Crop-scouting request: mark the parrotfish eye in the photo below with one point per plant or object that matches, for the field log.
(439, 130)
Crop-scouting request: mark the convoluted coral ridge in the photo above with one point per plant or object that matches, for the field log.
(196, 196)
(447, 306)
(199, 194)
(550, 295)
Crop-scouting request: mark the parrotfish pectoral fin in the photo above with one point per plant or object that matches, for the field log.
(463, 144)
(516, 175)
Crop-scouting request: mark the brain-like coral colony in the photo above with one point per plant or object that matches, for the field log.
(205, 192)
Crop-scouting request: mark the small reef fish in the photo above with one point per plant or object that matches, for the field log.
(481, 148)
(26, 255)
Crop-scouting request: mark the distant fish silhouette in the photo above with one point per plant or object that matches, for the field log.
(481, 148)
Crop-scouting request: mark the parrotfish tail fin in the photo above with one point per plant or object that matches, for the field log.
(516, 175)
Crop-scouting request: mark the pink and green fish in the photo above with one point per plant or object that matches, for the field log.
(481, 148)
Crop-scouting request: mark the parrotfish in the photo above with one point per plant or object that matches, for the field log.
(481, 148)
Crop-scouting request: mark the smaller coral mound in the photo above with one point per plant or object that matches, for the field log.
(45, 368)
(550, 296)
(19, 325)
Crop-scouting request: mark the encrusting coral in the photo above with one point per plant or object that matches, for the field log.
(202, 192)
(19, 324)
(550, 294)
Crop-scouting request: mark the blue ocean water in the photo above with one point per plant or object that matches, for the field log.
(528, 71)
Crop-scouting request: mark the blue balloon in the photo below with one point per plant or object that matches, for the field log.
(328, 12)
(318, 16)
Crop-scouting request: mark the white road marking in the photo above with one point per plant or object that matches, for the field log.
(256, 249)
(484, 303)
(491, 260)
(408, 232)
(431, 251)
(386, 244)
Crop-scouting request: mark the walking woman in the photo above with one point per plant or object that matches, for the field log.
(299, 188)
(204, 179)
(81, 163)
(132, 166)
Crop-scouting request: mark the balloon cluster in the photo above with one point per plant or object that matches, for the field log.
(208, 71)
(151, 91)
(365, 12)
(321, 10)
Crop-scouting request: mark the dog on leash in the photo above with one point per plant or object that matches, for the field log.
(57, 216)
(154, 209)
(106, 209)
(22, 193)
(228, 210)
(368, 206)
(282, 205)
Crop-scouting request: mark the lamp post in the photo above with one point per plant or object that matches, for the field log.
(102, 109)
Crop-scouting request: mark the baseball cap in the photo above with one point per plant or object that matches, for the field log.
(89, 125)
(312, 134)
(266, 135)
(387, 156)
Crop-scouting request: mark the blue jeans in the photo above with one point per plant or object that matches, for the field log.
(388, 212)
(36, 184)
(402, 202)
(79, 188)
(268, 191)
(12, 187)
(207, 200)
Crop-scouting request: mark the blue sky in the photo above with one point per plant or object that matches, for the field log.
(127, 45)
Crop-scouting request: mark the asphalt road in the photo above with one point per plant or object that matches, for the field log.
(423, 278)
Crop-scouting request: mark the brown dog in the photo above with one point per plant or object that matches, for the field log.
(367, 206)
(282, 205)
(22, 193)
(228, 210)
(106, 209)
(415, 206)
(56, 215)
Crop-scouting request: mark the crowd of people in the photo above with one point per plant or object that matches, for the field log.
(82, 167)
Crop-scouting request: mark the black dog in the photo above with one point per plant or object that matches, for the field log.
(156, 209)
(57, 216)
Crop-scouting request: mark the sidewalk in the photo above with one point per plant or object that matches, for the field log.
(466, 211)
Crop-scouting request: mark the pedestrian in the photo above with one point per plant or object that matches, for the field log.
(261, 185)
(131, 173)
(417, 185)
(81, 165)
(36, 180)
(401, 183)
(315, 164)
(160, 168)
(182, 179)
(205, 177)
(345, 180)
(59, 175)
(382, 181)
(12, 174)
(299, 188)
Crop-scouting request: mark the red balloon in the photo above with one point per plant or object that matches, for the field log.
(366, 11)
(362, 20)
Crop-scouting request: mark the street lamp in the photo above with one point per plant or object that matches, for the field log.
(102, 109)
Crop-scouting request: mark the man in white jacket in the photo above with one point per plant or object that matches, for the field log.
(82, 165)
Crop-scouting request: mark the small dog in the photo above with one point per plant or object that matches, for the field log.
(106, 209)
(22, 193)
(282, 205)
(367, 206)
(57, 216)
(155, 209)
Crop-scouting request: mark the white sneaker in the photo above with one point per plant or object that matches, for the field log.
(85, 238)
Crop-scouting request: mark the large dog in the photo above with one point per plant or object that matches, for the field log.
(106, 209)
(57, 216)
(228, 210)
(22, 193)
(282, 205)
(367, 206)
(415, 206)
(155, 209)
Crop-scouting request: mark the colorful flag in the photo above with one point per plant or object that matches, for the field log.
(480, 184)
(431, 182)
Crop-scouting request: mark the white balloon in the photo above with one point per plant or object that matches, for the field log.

PROMPT: Above are the entries; give them back verbatim.

RESPONSE BELOW:
Crop-scouting request: mark the parrotfish eye in the photo below with one point per plant or object that matches, for the field log.
(439, 130)
Crop-scouting request: mark the convoluted coral ridge in the photo above with one point per plant or object that matches, for the field log.
(196, 196)
(447, 306)
(199, 194)
(550, 295)
Crop-scouting request: mark the parrotfish pectoral fin in the photo above with one point per plant or object that matches, for the field log.
(463, 144)
(516, 175)
Crop-scouting request: mark the brain-like coral colony in the photo above with one point per plant or object that matches, for the field log.
(205, 192)
Crop-scouting request: mark the small reef fish in the photo above with one point per plant or object that matches, for the field log.
(481, 148)
(26, 255)
Crop-scouting request: mark the distant fish silhouette in the photo above with one point per plant or object that matches, for the field log.
(481, 148)
Crop-scouting request: mark the parrotfish tail fin in the photo above with one point per plant or object that matches, for the field log.
(516, 175)
Crop-scouting request: mark the pink and green fish in the photo above with one point per plant or object that matches, for the field log.
(481, 148)
Crop-scouting request: mark the parrotfish in the photo above with one point per plant or object that matches, for the field log.
(481, 148)
Crop-scouting request: mark the smaller coral mound in the photo above with one point per plant or object that matches, for the field log.
(45, 368)
(550, 296)
(19, 325)
Crop-scouting request: mark the encrusting coral in the photo above with one point per plant or object that matches, for the field log.
(202, 192)
(19, 324)
(550, 294)
Crop-scouting request: mark the blue ocean water in the photo above with one point per plant or object that matches, for the field log.
(528, 71)
Crop-scouting request: mark the blue balloon in the photo below with one point per plant or object that matches, for the field log.
(328, 12)
(318, 16)
Crop-scouting request: mark the white road marking in the photo above with one point per plant or object that matches, for the field log.
(256, 249)
(484, 303)
(491, 260)
(408, 232)
(431, 251)
(386, 244)
Crop-scouting request: mark the walking woman in the photo above with one point per plant or object that matches, for the field log.
(299, 188)
(204, 179)
(81, 163)
(132, 166)
Crop-scouting request: mark the balloon cluster in the photo above with one point per plant or object that matches, for the field log.
(208, 71)
(151, 91)
(365, 12)
(321, 10)
Crop-scouting request: mark the dog on leash in the photo above with one point per plant or object that matches, for the field log.
(57, 216)
(154, 209)
(106, 209)
(22, 193)
(228, 210)
(368, 206)
(282, 205)
Crop-scouting request: mark the lamp post in the photo above with one point per plant or object that matches, for the field log.
(102, 109)
Crop-scouting request: mark the baseball cap in the photo above with one point per plant or object that matches, for the field log.
(89, 125)
(312, 134)
(266, 135)
(387, 156)
Crop-scouting request: mark the blue jeans in the photo above with one point per plant or object that matches, for the field log.
(388, 212)
(36, 184)
(402, 202)
(79, 188)
(268, 191)
(12, 187)
(207, 200)
Crop-scouting request: mark the blue sky in the photo above with one point per plant or object that matches, for the field log.
(127, 45)
Crop-scouting request: mark the asphalt road in the photo above with one point per plant or object that matches, for the field log.
(423, 278)
Crop-scouting request: mark the brown dog in the photo above with one point per plant or object that matches, for the field log.
(367, 206)
(282, 205)
(22, 193)
(228, 210)
(106, 209)
(415, 206)
(56, 215)
Crop-scouting request: mark the crowd of people in the photo above with one point per plant or object that matches, for the field log.
(82, 167)
Crop-scouting request: mark the black dog in the photo above with one point per plant or object that matches, for the field log.
(156, 209)
(57, 216)
Crop-scouting request: mark the sidewalk in the photo above with one point per plant or object that matches, for the field log.
(466, 211)
Crop-scouting request: mark the pedestrian in the photo above with one point per plant or object that matches, for the field log.
(261, 185)
(131, 173)
(417, 185)
(81, 165)
(36, 180)
(401, 183)
(315, 164)
(160, 168)
(182, 179)
(205, 177)
(345, 180)
(59, 175)
(382, 181)
(12, 174)
(299, 188)
Crop-scouting request: mark the red balloon in the photo above with one point per plant or object that matches, for the field log.
(366, 11)
(362, 20)
Crop-scouting request: mark the street lamp in the photo above with one point per plant or object that matches, for the field log.
(102, 109)
Crop-scouting request: mark the man in white jacket in the photo above with one point per plant or object that matches, for the field log.
(82, 165)
Crop-scouting request: mark the small dog in the photo above with one point per plant or object that matches, for the field log.
(106, 209)
(22, 193)
(282, 205)
(367, 206)
(57, 216)
(155, 209)
Crop-scouting request: mark the white sneaker in the photo above with one point per plant or object that matches, for the field log.
(85, 238)
Crop-scouting request: mark the large dog in the photo above with one point per plant or object that matches, for the field log.
(106, 209)
(57, 216)
(228, 210)
(22, 193)
(282, 205)
(367, 206)
(415, 206)
(155, 209)
Crop-scouting request: mark the colorful flag in the photo above with one point per plant or object that matches, for the field log.
(480, 184)
(431, 182)
Crop-scouting request: mark the white balloon in the photo above with one point per plant or object that matches, for the field log.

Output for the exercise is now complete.